Check every line of the entries for the string "Detect" and return the ones that contain it.

[Information supplied — start]

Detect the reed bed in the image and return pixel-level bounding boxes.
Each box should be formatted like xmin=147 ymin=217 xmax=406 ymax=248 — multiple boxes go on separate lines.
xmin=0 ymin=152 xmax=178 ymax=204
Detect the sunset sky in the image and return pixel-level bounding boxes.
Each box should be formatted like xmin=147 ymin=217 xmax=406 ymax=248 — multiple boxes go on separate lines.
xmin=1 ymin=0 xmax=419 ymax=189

[Information supplied — finish]

Answer for this exercise:
Detect the reed bed in the image and return pixel-level bounding boxes.
Detect the sunset sky in the image and return pixel-level bounding boxes.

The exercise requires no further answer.